======== Data entries
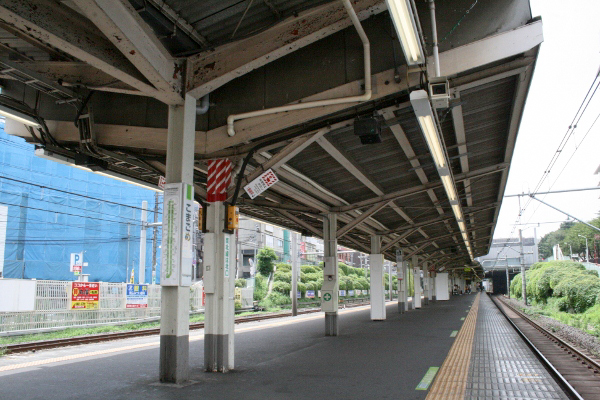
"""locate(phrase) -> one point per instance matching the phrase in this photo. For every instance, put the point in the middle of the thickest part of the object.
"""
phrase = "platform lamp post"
(587, 253)
(523, 277)
(570, 251)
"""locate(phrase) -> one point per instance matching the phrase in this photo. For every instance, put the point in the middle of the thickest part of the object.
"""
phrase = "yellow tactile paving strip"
(451, 381)
(38, 363)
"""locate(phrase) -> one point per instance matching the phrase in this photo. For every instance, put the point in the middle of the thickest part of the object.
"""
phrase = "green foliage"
(311, 277)
(314, 285)
(568, 234)
(241, 282)
(364, 284)
(309, 269)
(266, 260)
(302, 287)
(576, 288)
(260, 287)
(343, 268)
(282, 287)
(284, 267)
(282, 276)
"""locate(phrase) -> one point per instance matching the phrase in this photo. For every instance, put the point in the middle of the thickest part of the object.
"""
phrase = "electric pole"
(154, 237)
(523, 279)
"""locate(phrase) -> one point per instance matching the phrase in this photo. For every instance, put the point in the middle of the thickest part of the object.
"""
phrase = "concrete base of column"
(401, 307)
(331, 327)
(174, 358)
(216, 353)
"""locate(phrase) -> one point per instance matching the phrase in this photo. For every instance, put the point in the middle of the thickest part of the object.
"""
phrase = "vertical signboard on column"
(177, 246)
(169, 271)
(226, 255)
(188, 236)
(399, 268)
(85, 295)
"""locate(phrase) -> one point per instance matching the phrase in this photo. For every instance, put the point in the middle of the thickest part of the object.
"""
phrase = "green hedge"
(575, 288)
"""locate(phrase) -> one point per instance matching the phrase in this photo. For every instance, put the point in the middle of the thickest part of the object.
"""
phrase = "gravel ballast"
(580, 339)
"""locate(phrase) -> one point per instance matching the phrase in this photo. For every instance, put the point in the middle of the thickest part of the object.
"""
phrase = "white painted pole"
(142, 270)
(294, 291)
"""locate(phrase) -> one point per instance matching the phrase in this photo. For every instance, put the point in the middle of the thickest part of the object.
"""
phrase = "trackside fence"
(52, 307)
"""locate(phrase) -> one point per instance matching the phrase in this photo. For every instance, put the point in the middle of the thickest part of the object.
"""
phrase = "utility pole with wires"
(522, 257)
(154, 237)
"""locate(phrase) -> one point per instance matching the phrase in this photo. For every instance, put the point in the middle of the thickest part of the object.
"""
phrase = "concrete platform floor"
(288, 358)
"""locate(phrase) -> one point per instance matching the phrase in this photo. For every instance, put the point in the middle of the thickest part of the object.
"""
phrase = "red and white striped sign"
(219, 179)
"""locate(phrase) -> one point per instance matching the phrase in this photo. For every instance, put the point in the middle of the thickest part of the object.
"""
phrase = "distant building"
(505, 252)
(49, 210)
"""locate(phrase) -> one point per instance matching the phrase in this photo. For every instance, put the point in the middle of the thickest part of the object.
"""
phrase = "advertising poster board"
(137, 296)
(85, 295)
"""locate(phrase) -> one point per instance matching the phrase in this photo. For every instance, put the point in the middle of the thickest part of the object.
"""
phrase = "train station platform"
(290, 358)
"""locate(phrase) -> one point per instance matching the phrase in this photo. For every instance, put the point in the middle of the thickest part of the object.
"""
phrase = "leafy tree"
================
=== Exercise objective ===
Retype every record above exactly as written, but leave out the pictures.

=== Output of the task ===
"""locate(phrase) -> one point per instance matching the phrase in this photo. For every instance, put the point in the middle of the thickest part of the object.
"""
phrase = "platform lamp post"
(587, 253)
(523, 277)
(570, 251)
"""locate(phrase) -> one point per instance matching the phrase in this photo. For every instance, put the point in the middle of the thickest part of the object.
"""
phrase = "yellow tactile paving strip"
(451, 381)
(38, 363)
"""locate(phrase) -> one point per instance matching the phrase in this photo. For every instance, put the point in the middle of the thickest part of the object.
"""
phrase = "green foliage"
(311, 277)
(314, 285)
(568, 234)
(241, 282)
(364, 284)
(309, 269)
(266, 260)
(302, 287)
(576, 288)
(260, 287)
(343, 268)
(282, 287)
(284, 267)
(282, 276)
"""locate(phrase) -> one point per instance matching the phrase in this photo. For every instance, put the point in the middle of the thickest part of the object.
"""
phrase = "electric pole"
(154, 237)
(523, 279)
"""locate(phrase) -> one point per instance matching the phrase in this photo. For every instance, put the point in the middle of the thickest part of the object.
"""
phrase = "concrete base of column"
(401, 307)
(331, 327)
(174, 358)
(216, 353)
"""locate(phrase) -> one point per instance matching the phrase in this photo. For every instance, put the point in the middle of the thickest part of the object.
"""
phrase = "vertical signboard on column"
(177, 246)
(169, 271)
(226, 255)
(188, 236)
(399, 268)
(85, 295)
"""locate(phrase) -> one point per instance matching the phrase in this photo. For every instance, put the point in the middle of the thickest part of the object.
"""
phrase = "green hedge"
(575, 288)
"""locate(phrase) -> one point per instance matching the phrase in this photo. For every instance, put the point in the middle of the thickest part of the object.
"""
phrase = "gravel ballast"
(580, 339)
"""locate(phrase) -> one point per instance matching the phrase in this photo. For every instance, put the point in the middle of the thickest part of the object.
"""
phrase = "white painted pole"
(142, 270)
(294, 291)
"""locate(phrase) -> one point per instance matching the phrase in this photo. For every instance, put the point in the middle of the thickest part of the object.
"""
phrase = "trackside fence"
(52, 307)
"""locate(phrase) -> one point per instance matching the phrase in this photo. For every instance, put the point in the middle of the thickest part of the object.
"""
phrase = "utility pole with wires"
(522, 257)
(154, 237)
"""locate(phrase) -> one point per instance matching the phrase in this photo. For every instance, put the point in the middle of the thickest part of the object.
"""
phrase = "concrete platform floor"
(288, 358)
"""locate(phrase) -> one point per instance matching the phrase in this photo. For every instance, put the point in the middle of the thickest part of the object.
"""
phrase = "red and white striped sign"
(219, 179)
"""locate(phrase) -> one point per instance matching the phrase in this photo. For every instance, put the point in the middle of the thickest part of the object.
"""
phrase = "distant building"
(505, 252)
(49, 210)
"""locate(phrase) -> one point per instance matching the phrase in this photo. For every instance, put the point in the middle of the thickest part of the object.
"""
phrase = "advertising poster board"
(137, 296)
(85, 295)
"""locate(phrase) -> one point per instance matching the phrase in this photo. For every instance, put the point in the middle of the thickest part of the object.
"""
phrase = "train station platform"
(290, 358)
"""locate(phrase) -> one point per instance matching the phrase in this photo. For every instance, put the point in the middle of the thickest part of the object.
"""
phrase = "leafy tree"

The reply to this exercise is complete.